#### JOB
Put these records into a Markdown table with one row per line: a Number column counting the rows and a Record line column holding the line. Leave out blank lines.
start DATA ROWS
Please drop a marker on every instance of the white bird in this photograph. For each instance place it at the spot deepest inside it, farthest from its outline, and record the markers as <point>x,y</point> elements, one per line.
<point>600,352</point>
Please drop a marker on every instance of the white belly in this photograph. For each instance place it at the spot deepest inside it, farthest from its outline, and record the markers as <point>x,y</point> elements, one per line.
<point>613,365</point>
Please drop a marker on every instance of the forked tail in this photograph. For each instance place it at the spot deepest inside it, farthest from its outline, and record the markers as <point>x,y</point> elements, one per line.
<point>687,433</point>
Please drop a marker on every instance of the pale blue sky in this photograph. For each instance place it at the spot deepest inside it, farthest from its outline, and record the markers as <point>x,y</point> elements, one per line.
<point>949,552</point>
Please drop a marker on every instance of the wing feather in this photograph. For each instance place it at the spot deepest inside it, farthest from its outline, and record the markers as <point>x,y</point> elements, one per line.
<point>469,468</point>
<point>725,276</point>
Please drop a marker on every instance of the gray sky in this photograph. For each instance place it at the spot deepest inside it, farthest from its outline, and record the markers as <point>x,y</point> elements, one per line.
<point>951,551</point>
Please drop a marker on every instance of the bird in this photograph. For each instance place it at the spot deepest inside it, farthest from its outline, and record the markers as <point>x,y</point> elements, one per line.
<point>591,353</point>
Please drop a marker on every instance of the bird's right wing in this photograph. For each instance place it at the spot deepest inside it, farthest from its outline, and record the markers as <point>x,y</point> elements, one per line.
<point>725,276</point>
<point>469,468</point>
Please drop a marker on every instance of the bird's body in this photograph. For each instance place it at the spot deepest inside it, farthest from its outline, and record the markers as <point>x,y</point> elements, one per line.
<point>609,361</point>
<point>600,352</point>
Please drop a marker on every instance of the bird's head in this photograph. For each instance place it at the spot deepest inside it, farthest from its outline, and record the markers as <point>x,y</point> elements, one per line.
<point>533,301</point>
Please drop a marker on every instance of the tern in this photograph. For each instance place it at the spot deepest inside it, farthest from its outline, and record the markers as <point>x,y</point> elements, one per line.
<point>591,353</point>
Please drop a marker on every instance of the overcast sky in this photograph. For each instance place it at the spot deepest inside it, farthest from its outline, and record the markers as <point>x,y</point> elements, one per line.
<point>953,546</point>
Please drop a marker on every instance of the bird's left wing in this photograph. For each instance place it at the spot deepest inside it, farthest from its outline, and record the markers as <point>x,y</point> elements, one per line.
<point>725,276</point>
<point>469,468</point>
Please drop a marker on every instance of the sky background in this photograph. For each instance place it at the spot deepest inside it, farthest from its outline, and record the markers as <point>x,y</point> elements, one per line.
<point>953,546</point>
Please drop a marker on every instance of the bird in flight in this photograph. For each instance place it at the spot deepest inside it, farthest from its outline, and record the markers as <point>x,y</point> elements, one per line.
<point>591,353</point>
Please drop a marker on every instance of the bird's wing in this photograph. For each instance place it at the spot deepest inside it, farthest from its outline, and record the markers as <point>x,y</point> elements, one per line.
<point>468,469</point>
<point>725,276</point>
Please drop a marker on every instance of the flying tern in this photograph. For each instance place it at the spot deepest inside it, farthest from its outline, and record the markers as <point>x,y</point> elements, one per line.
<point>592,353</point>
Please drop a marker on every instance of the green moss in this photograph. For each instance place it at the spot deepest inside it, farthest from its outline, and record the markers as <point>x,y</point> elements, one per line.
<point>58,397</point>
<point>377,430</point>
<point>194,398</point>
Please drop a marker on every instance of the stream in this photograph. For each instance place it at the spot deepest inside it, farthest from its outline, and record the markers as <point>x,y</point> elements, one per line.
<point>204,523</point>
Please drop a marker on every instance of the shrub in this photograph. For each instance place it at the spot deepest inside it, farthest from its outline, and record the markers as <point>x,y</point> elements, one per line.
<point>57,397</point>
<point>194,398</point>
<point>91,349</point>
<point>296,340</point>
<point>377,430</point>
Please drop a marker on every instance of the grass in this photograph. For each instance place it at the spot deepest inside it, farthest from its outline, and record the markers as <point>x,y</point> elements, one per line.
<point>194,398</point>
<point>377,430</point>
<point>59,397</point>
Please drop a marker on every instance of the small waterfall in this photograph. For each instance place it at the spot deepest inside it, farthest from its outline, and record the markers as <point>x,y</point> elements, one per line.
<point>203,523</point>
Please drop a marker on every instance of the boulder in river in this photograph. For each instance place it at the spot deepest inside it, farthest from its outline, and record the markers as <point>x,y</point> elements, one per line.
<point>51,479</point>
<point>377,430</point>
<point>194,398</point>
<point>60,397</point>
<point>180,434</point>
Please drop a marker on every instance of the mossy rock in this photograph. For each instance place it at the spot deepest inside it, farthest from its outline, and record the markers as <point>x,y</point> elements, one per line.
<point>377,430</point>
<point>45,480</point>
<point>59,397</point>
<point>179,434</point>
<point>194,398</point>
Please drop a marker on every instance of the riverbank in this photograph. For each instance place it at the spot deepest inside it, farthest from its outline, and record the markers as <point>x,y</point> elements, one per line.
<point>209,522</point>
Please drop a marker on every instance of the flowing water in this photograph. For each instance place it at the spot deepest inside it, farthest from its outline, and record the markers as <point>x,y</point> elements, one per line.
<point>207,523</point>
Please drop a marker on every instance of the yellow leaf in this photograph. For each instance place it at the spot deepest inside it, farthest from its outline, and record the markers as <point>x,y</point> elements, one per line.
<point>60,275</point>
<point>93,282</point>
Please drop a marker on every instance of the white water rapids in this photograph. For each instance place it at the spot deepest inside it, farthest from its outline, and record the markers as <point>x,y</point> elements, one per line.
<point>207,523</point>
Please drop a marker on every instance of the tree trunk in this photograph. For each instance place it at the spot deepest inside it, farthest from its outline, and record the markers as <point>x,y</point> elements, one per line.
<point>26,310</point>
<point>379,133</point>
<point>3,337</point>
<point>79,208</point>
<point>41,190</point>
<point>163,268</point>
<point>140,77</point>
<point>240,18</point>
end DATA ROWS
#### TASK ANSWER
| Number | Record line |
|---|---|
| 1 | Please drop a marker on every instance of the white bird in this photograph. For each instance place it at the spot deepest inside it, farthest from its outline, and record the markers as <point>x,y</point> elements, one per line. |
| 2 | <point>600,352</point> |
| 3 | Please drop a marker on every instance of the white belly in this photograph. For each instance place it at the spot deepest inside it, farthest from its outline, and record the markers as <point>x,y</point> elements, one per line. |
| 4 | <point>613,365</point> |
| 5 | Please drop a marker on every instance of the forked tail in this photograph. For each instance place it at the spot deepest inside it, farthest from its outline, and record the markers as <point>x,y</point> elements, one per line. |
| 6 | <point>687,433</point> |
| 7 | Please drop a marker on every instance of the pale blue sky in this photograph. For each instance place it at the spot deepest inside it, farthest from its outline, and record the markers as <point>x,y</point> elements, one per line. |
| 8 | <point>949,552</point> |
| 9 | Please drop a marker on every instance of the wing feather in this photograph. For each instance place it at the spot deepest inside it, farthest from its outline, and record the markers as <point>x,y</point> elements, one per line. |
| 10 | <point>469,468</point> |
| 11 | <point>725,276</point> |
| 12 | Please drop a marker on every instance of the gray sky in this photograph. For each instance place it at the spot deepest inside it, farthest from its outline, and record the markers as <point>x,y</point> elements, one per line. |
| 13 | <point>951,551</point> |
| 14 | Please drop a marker on every instance of the bird in this photograph. For each instance place it at the spot deepest inside it, farthest from its outline, and record the markers as <point>x,y</point> elements, one per line. |
| 15 | <point>591,353</point> |
| 16 | Please drop a marker on every instance of the bird's right wing in this photograph. For each instance place it at the spot deepest inside it, farthest from its outline, and record the markers as <point>x,y</point> elements, one per line. |
| 17 | <point>725,276</point> |
| 18 | <point>469,468</point> |
| 19 | Please drop a marker on every instance of the bird's body in this photograph. For each instance place it at the spot deepest inside it, farthest from its outline, and record the markers as <point>x,y</point> elements, one per line. |
| 20 | <point>609,361</point> |
| 21 | <point>600,352</point> |
| 22 | Please drop a marker on every instance of the bird's head in this photograph. For each instance place it at the spot deepest inside it, farthest from its outline, and record the markers as <point>x,y</point> elements, one per line. |
| 23 | <point>533,301</point> |
| 24 | Please drop a marker on every instance of the tern in this photograph. For each instance place it at the spot deepest inside it, farthest from its outline, and record the markers as <point>x,y</point> elements, one per line. |
| 25 | <point>591,353</point> |
| 26 | Please drop a marker on every instance of the overcast sky in this photograph. For each instance place it at the spot deepest inside it, farthest from its outline, and record the markers as <point>x,y</point> elements, one per line. |
| 27 | <point>953,546</point> |
| 28 | Please drop a marker on every instance of the bird's left wing in this photograph. For each instance place it at the spot deepest inside it, farthest from its outline, and record the markers as <point>x,y</point> elements, one per line. |
| 29 | <point>725,276</point> |
| 30 | <point>469,468</point> |
| 31 | Please drop a marker on every instance of the sky background in this photograph. For each instance place it at the spot deepest inside it, farthest from its outline, and record the markers as <point>x,y</point> elements, one per line. |
| 32 | <point>953,546</point> |
| 33 | Please drop a marker on every instance of the bird in flight in this photograph. For each instance place it at the spot deepest inside it, farthest from its outline, and record the markers as <point>x,y</point> elements, one per line. |
| 34 | <point>591,353</point> |
| 35 | Please drop a marker on every instance of the bird's wing in this photograph. For each instance place it at the spot deepest inside it, farthest from its outline, and record the markers as <point>x,y</point> elements, one per line. |
| 36 | <point>468,469</point> |
| 37 | <point>725,276</point> |
| 38 | Please drop a marker on every instance of the flying tern in this photograph. For each instance place it at the spot deepest inside it, farthest from its outline, and record the markers as <point>x,y</point> elements, one per line. |
| 39 | <point>592,353</point> |
| 40 | Please drop a marker on every instance of the green moss in this photograph. For each instance place it at the spot deepest inside it, farthest from its outline, and record the markers as <point>x,y</point> elements, one per line. |
| 41 | <point>58,397</point> |
| 42 | <point>377,430</point> |
| 43 | <point>194,398</point> |
| 44 | Please drop a marker on every instance of the stream in this photograph. For each instance place it at the spot deepest inside it, farthest from its outline, and record the markers as <point>x,y</point> elements, one per line. |
| 45 | <point>204,523</point> |
| 46 | Please drop a marker on every instance of the shrub in this photograph. For each instance place it at the spot deepest inside it, farthest from its outline, and record the markers as <point>x,y</point> elements, one per line. |
| 47 | <point>57,397</point> |
| 48 | <point>194,398</point> |
| 49 | <point>91,349</point> |
| 50 | <point>296,340</point> |
| 51 | <point>377,430</point> |
| 52 | Please drop a marker on every instance of the grass in this photograph. For each instance place it at the spot deepest inside it, farthest from its outline, and record the markers as <point>x,y</point> elements, one per line. |
| 53 | <point>194,398</point> |
| 54 | <point>377,430</point> |
| 55 | <point>59,397</point> |
| 56 | Please drop a marker on every instance of the small waterfall in this photograph. For each instance place it at the spot deepest inside it, farthest from its outline, and record the markers as <point>x,y</point> elements, one per line. |
| 57 | <point>203,523</point> |
| 58 | Please drop a marker on every instance of the boulder in river in this photograph. For each instance place it at the spot deepest inside it, farthest from its outline, and record the markers as <point>x,y</point> elements, one per line. |
| 59 | <point>51,479</point> |
| 60 | <point>377,430</point> |
| 61 | <point>194,398</point> |
| 62 | <point>60,397</point> |
| 63 | <point>180,434</point> |
| 64 | Please drop a marker on every instance of the mossy rock in this photograph. For each instance place it at the spot deepest inside it, farthest from its outline, and record the markers as <point>x,y</point> elements, one per line. |
| 65 | <point>377,430</point> |
| 66 | <point>45,480</point> |
| 67 | <point>59,397</point> |
| 68 | <point>179,434</point> |
| 69 | <point>194,398</point> |
| 70 | Please drop a marker on every instance of the riverbank in this photograph. For each instance place it at the spot deepest inside it, farthest from its outline, and record the markers as <point>x,y</point> elements, one per line. |
| 71 | <point>209,522</point> |
| 72 | Please drop a marker on every instance of the flowing water in this photograph. For each instance place it at the spot deepest inside it, farthest from its outline, and record the markers as <point>x,y</point> elements, one per line. |
| 73 | <point>207,523</point> |
| 74 | Please drop a marker on every instance of the yellow leaf in this photograph. For each instance place it at the spot deepest inside it, farthest from its outline, and record the markers as <point>x,y</point> elements, one per line. |
| 75 | <point>60,275</point> |
| 76 | <point>93,282</point> |
| 77 | Please drop a marker on every instance of the white water rapids in this photograph. For each instance place it at the spot deepest inside it, farthest from its outline, and record the markers as <point>x,y</point> elements, one per line. |
| 78 | <point>207,523</point> |
| 79 | Please drop a marker on every instance of the tree trunk in this photograph. For each instance place it at the spot deepest inside it, farthest from its outline, and record the markers as <point>x,y</point> elements, one per line. |
| 80 | <point>26,310</point> |
| 81 | <point>379,133</point> |
| 82 | <point>3,337</point> |
| 83 | <point>79,208</point> |
| 84 | <point>41,190</point> |
| 85 | <point>163,268</point> |
| 86 | <point>140,77</point> |
| 87 | <point>240,18</point> |